> Exercise description:
Write out the data again in full, exactly as it reads.

> Supplied data:
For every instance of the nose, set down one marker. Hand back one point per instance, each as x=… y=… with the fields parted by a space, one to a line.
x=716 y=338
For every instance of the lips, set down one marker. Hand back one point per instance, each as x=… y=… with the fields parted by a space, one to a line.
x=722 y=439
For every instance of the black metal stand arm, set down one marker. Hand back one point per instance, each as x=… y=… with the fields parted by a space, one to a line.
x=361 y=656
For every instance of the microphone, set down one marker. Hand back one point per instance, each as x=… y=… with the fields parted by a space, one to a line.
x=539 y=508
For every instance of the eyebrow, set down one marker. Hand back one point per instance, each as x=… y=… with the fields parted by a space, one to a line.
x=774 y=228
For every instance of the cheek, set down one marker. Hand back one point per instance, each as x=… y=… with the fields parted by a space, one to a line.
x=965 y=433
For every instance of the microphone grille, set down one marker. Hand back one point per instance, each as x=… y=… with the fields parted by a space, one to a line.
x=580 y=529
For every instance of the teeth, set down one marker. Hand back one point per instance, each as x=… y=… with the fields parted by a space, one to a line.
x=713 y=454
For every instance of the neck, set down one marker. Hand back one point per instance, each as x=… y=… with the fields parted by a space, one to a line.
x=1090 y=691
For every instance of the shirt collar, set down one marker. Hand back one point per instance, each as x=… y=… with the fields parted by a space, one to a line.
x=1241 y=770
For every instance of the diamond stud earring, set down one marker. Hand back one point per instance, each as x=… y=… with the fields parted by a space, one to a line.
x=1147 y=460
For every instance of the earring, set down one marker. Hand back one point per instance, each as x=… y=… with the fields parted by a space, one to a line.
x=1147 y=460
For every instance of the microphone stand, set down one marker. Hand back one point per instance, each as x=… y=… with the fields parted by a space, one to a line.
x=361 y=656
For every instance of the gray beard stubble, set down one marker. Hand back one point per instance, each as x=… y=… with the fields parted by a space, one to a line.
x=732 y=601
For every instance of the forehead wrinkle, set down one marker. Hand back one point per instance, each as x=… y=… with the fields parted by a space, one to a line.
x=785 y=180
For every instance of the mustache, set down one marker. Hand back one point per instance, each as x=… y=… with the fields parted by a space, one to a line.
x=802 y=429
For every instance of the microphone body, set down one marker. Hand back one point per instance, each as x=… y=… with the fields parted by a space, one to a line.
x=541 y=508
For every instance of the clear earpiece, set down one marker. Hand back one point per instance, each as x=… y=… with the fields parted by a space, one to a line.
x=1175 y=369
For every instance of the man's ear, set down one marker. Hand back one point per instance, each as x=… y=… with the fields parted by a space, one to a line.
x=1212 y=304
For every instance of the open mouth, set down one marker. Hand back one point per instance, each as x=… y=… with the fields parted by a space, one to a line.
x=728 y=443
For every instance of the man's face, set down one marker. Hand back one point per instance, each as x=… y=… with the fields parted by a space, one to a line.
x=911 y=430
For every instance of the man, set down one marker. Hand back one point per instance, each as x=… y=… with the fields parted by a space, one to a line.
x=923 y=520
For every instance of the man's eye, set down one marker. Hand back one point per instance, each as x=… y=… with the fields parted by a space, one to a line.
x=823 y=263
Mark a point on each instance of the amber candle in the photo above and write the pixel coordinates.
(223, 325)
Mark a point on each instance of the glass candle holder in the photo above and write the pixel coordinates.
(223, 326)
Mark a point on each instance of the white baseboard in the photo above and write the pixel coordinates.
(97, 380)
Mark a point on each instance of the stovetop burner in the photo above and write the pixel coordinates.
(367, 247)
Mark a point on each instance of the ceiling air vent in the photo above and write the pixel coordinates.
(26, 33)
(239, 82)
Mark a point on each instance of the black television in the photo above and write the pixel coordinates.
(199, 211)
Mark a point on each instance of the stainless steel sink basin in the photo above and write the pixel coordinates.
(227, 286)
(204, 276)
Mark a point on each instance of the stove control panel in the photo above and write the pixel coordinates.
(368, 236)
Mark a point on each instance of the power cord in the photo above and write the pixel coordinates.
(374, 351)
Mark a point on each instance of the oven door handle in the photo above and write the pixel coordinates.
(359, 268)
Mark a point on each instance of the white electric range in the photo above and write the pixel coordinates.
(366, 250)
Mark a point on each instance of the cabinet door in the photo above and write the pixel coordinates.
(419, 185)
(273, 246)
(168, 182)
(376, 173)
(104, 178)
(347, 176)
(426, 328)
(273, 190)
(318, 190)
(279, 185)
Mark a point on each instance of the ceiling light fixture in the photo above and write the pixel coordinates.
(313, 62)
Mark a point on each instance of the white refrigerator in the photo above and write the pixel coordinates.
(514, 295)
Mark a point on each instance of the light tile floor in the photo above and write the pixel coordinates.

> Solution below:
For every instance of the nose, set down one marker. Hand back one point per instance, each as x=… y=… with the fields parted by a space, one to a line.
x=716 y=338
For every instance of the lips, set down one marker. Hand back one point per instance, each as x=… y=… with the fields parted by a space, one to a line.
x=722 y=439
For every instance of the black metal stand arm, set down one marker. Hand back one point per instance, each as x=… y=… with the fields parted by a space, one to a line.
x=361 y=656
For every instance of the microphone, set down one marker. Hand back one point per instance, each as x=… y=… with the fields parted by a space, one to a line.
x=539 y=508
For every instance of the eyebrow, set down one marker. Hand back one point per instance, each as x=… y=… with the fields parted by a space, one to a line.
x=774 y=228
For every instance of the cheek, set down one marker. Hand back one point per instance, each as x=… y=… with the fields parted by a space, one to a line.
x=965 y=433
For every instance of the microphone grille, set down one marker. Hand back one point per instance, each as x=… y=… with the fields parted by a space, one to a line.
x=580 y=529
For every instance of the teeth, set down one marker. Hand back one point per instance, each as x=… y=… with the fields parted by a space, one to a line.
x=713 y=454
For every instance of the neck, set down one marker. Hand back one point per instance, each as x=… y=… with the fields parted by a space, one to a line.
x=1090 y=691
For every instance of the shirt collar, set down one marker. Hand back one point per instance, each as x=… y=… with the fields parted by a space, one to a line.
x=1241 y=770
For every instance of the diamond stud earring, set down one marker. Hand back one point per instance, each as x=… y=… with the fields parted by a space, one to a line.
x=1147 y=460
For every instance of the earring, set down one marker. Hand back one point per instance, each as x=… y=… with the fields parted by a space, one to a line.
x=1147 y=460
For every instance of the microphone stand, set down one marker. Hand back one point per instance, each as x=… y=… with the fields parted by a space, one to a line.
x=361 y=656
For every instance of the gray beard stubble, set down one marker. Hand back one point per instance, each as x=… y=… with the fields parted by a space, one to a line.
x=732 y=601
For every instance of the forehead wrinkle, set down one marker. Hand back one point per instance, each as x=… y=… with the fields parted by a space, one to a line.
x=785 y=180
For every instance of the mustache, set down one marker. Hand back one point per instance, each as x=… y=… with the fields parted by a space, one to a line.
x=802 y=429
For every instance of the microphone body, set down one marker. Hand back one point per instance, each as x=… y=… with the fields parted by a space, one to a line.
x=541 y=508
For every instance of the clear earpiece, set down one marker. Hand back one point per instance, each as x=… y=… with the fields parted by a space, one to a line.
x=1175 y=369
For every instance of the man's ear, set down one marker. Hand back one point per instance, each as x=… y=… with the fields parted by a space, one to a line.
x=1212 y=304
For every instance of the open mouth, set down one marker. Hand back one point per instance, each as x=… y=… with the fields parted by a space, one to a line.
x=728 y=443
For every instance of the man's face, set down one marker. Hand back one point per instance, each as x=… y=… with the fields parted by a space, one to a line.
x=911 y=430
For every instance of the man, set down one marker. Hand back one point per instance, each as x=… y=… with the fields parted by a space, one to a line.
x=923 y=520
For every instance of the man's eye, set down one marker. Hand back one point per instance, each as x=… y=… with the fields parted by a space, one to a line.
x=823 y=263
Mark a point on each instance of the amber candle in the photo above and write the pixel coordinates.
(223, 325)
Mark a point on each instance of the glass candle holder in the photo above and write the pixel coordinates.
(223, 326)
Mark a point on each instance of the white baseboard in the photo above and write the pixel coordinates.
(97, 380)
Mark a point on each instance of the stovetop burner in the photo above and write the pixel coordinates.
(367, 247)
Mark a point on each instance of the ceiling air vent in the photo above and write the pixel coordinates.
(26, 33)
(239, 82)
Mark a point on each instance of the black television in the photo above and write the pixel coordinates.
(199, 211)
Mark a point on each instance of the stainless steel sink basin in the photo above and write the pixel coordinates.
(227, 286)
(204, 276)
Mark a point on each instance of the stove control panel in the photo above and write the pixel coordinates.
(368, 236)
Mark a point on each instance of the power cord in the photo above and write the pixel coordinates.
(374, 351)
Mark a point on each instance of the oven door handle in the photo above and write the pixel coordinates.
(359, 268)
Mark a point on each instance of the white electric range in the photo above and write the pixel coordinates.
(366, 250)
Mark a point on each instance of the cabinet door in the photo above and write the pixel coordinates.
(419, 185)
(273, 246)
(168, 182)
(376, 173)
(104, 178)
(347, 176)
(426, 328)
(273, 190)
(318, 190)
(279, 185)
Mark a point on each instance of the ceiling light fixture in the photo above and write the pixel coordinates.
(313, 62)
Mark a point on each instance of the white refrigerator in the photo above and write the pixel coordinates.
(514, 295)
Mark a point on each instance of the light tile floor in the photo above and write the pixel coordinates.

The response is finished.